### EXERCISE DESCRIPTION
Each record is to be duplicated exactly, with nothing added.

▬▬▬▬▬▬

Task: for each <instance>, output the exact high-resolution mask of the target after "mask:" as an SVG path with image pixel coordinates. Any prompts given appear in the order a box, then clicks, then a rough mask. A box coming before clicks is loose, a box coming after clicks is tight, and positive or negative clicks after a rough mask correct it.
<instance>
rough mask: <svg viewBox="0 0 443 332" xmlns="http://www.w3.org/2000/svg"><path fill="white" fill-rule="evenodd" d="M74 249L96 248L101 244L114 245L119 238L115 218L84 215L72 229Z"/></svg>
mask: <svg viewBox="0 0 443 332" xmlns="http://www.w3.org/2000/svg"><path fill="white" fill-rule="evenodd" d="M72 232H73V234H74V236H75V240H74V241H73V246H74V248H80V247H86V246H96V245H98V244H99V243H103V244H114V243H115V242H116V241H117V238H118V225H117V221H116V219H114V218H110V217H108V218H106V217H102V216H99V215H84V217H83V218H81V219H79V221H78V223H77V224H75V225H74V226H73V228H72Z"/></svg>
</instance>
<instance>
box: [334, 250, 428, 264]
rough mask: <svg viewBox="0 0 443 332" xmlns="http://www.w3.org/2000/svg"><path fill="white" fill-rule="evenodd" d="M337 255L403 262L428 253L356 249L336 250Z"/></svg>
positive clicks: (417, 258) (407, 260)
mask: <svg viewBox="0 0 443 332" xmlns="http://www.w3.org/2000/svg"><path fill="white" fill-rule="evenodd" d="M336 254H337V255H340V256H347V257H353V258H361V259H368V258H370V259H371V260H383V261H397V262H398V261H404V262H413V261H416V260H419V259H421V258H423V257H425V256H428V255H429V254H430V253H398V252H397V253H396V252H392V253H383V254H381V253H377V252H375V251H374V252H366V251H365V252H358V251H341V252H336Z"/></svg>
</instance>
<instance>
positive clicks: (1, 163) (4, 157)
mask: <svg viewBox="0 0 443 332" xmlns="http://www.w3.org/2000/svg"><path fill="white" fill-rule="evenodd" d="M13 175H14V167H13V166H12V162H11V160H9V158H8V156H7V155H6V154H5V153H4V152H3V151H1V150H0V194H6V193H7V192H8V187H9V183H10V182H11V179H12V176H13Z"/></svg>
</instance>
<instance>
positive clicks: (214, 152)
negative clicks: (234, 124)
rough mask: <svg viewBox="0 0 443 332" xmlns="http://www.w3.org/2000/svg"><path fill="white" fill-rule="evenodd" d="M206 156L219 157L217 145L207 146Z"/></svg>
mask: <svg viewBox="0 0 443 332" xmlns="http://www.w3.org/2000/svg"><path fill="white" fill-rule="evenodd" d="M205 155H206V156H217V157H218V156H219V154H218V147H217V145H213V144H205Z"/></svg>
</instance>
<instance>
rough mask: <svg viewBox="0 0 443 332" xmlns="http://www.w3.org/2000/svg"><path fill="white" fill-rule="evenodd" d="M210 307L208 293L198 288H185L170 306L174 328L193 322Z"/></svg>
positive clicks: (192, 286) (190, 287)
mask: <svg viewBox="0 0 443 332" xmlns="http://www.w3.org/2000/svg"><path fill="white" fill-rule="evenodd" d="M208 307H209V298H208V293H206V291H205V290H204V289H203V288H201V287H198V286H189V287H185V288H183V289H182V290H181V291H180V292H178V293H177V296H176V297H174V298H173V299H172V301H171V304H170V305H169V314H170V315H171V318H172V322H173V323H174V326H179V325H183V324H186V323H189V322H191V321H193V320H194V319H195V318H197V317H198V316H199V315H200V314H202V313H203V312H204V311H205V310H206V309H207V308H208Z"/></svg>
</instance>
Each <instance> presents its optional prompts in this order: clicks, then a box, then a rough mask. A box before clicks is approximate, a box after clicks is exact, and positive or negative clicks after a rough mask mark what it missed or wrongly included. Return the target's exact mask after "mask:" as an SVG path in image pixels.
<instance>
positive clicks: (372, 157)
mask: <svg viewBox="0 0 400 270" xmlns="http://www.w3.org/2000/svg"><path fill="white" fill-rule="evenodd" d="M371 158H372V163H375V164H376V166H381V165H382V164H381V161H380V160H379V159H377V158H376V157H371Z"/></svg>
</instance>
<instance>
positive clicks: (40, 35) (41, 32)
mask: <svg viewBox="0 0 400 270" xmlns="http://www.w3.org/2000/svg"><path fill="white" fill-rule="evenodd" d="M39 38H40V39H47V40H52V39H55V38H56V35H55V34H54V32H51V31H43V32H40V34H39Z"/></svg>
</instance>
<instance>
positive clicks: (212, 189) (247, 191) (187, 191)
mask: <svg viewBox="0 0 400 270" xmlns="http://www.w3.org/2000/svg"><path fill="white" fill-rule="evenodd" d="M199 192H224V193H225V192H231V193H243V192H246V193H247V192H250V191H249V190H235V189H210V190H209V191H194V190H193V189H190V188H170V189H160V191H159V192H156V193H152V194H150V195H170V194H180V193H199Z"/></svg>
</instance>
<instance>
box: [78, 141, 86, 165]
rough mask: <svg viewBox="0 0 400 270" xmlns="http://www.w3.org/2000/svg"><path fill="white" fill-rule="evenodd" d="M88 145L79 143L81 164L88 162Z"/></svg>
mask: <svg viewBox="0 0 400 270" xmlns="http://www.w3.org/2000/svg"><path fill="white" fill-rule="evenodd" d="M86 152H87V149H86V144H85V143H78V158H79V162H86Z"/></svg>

▬▬▬▬▬▬

### ANSWER
Task: for each <instance>, output the exact high-resolution mask of the target after "mask:" as an SVG path with image pixel coordinates. Any prompts given appear in the order a box, then clicks, then a rough mask. A box coming before clicks is loose, a box coming after clicks is tight, and positive or negative clicks after a rough mask correct it.
<instance>
rough mask: <svg viewBox="0 0 443 332" xmlns="http://www.w3.org/2000/svg"><path fill="white" fill-rule="evenodd" d="M74 249L96 248L101 244L114 245L119 238L115 218L84 215L72 229Z"/></svg>
mask: <svg viewBox="0 0 443 332" xmlns="http://www.w3.org/2000/svg"><path fill="white" fill-rule="evenodd" d="M72 232H73V234H74V236H75V240H74V241H73V246H74V248H80V247H86V246H96V245H98V244H99V243H103V244H114V243H115V242H116V241H117V238H118V225H117V221H116V219H114V218H110V217H108V218H106V217H102V216H99V215H84V217H83V218H81V219H79V221H78V223H77V224H75V225H74V226H73V228H72Z"/></svg>
</instance>
<instance>
box: [334, 250, 428, 264]
rough mask: <svg viewBox="0 0 443 332" xmlns="http://www.w3.org/2000/svg"><path fill="white" fill-rule="evenodd" d="M337 255L403 262L428 253L356 249L336 250Z"/></svg>
positive clicks: (417, 258) (407, 260)
mask: <svg viewBox="0 0 443 332" xmlns="http://www.w3.org/2000/svg"><path fill="white" fill-rule="evenodd" d="M336 254H337V255H340V256H347V257H353V258H361V259H368V258H370V259H371V260H383V261H397V262H398V261H404V262H413V261H416V260H419V259H421V258H423V257H425V256H428V255H429V254H430V253H398V252H397V253H396V252H392V253H383V254H381V253H377V252H375V251H374V252H366V251H365V252H358V251H341V252H336Z"/></svg>
</instance>
<instance>
positive clicks: (1, 163) (4, 157)
mask: <svg viewBox="0 0 443 332" xmlns="http://www.w3.org/2000/svg"><path fill="white" fill-rule="evenodd" d="M13 175H14V167H13V166H12V162H11V160H9V158H8V156H7V155H6V154H5V153H4V152H3V151H1V150H0V194H6V193H7V192H8V187H9V183H10V182H11V179H12V176H13Z"/></svg>
</instance>
<instance>
positive clicks: (214, 152)
negative clicks: (234, 124)
rough mask: <svg viewBox="0 0 443 332" xmlns="http://www.w3.org/2000/svg"><path fill="white" fill-rule="evenodd" d="M206 156L219 157L217 145L207 146Z"/></svg>
mask: <svg viewBox="0 0 443 332" xmlns="http://www.w3.org/2000/svg"><path fill="white" fill-rule="evenodd" d="M205 155H206V156H217V157H218V156H219V154H218V147H217V145H213V144H205Z"/></svg>
</instance>
<instance>
rough mask: <svg viewBox="0 0 443 332" xmlns="http://www.w3.org/2000/svg"><path fill="white" fill-rule="evenodd" d="M210 307L208 293L198 288H185L170 306L174 328L193 322Z"/></svg>
positive clicks: (192, 286) (190, 287)
mask: <svg viewBox="0 0 443 332" xmlns="http://www.w3.org/2000/svg"><path fill="white" fill-rule="evenodd" d="M208 307H209V298H208V293H206V291H205V290H204V289H203V288H201V287H198V286H189V287H185V288H183V289H182V290H181V291H180V292H178V293H177V296H176V297H174V298H173V299H172V301H171V304H170V305H169V314H170V315H171V318H172V322H173V323H174V326H179V325H183V324H186V323H189V322H191V321H193V320H194V319H195V318H197V317H198V316H199V315H200V314H202V313H203V312H204V311H205V310H206V309H207V308H208Z"/></svg>
</instance>
Each <instance> presents its optional prompts in this order: clicks, then a box, then a rough mask. A box before clicks is approximate, a box after clicks is exact, and positive or negative clicks after a rough mask mark what it missed or wrongly included. Return the target's exact mask after "mask:" as an SVG path in image pixels.
<instance>
positive clicks: (372, 157)
mask: <svg viewBox="0 0 400 270" xmlns="http://www.w3.org/2000/svg"><path fill="white" fill-rule="evenodd" d="M371 158H372V163H375V164H376V166H381V165H382V164H381V161H380V160H379V159H377V158H376V157H371Z"/></svg>
</instance>
<instance>
positive clicks: (40, 35) (41, 32)
mask: <svg viewBox="0 0 400 270" xmlns="http://www.w3.org/2000/svg"><path fill="white" fill-rule="evenodd" d="M39 38H40V39H47V40H52V39H55V38H56V35H55V34H54V32H51V31H43V32H40V34H39Z"/></svg>
</instance>
<instance>
positive clicks: (212, 189) (247, 191) (187, 191)
mask: <svg viewBox="0 0 400 270" xmlns="http://www.w3.org/2000/svg"><path fill="white" fill-rule="evenodd" d="M199 192H224V193H225V192H231V193H243V192H246V193H247V192H250V191H249V190H235V189H210V190H209V191H194V190H193V189H190V188H170V189H160V191H159V192H156V193H152V194H150V195H170V194H180V193H199Z"/></svg>
</instance>
<instance>
box: [78, 141, 86, 165]
rough mask: <svg viewBox="0 0 400 270" xmlns="http://www.w3.org/2000/svg"><path fill="white" fill-rule="evenodd" d="M88 145L79 143L81 164L88 162Z"/></svg>
mask: <svg viewBox="0 0 400 270" xmlns="http://www.w3.org/2000/svg"><path fill="white" fill-rule="evenodd" d="M86 152H87V149H86V144H85V143H78V158H79V162H86Z"/></svg>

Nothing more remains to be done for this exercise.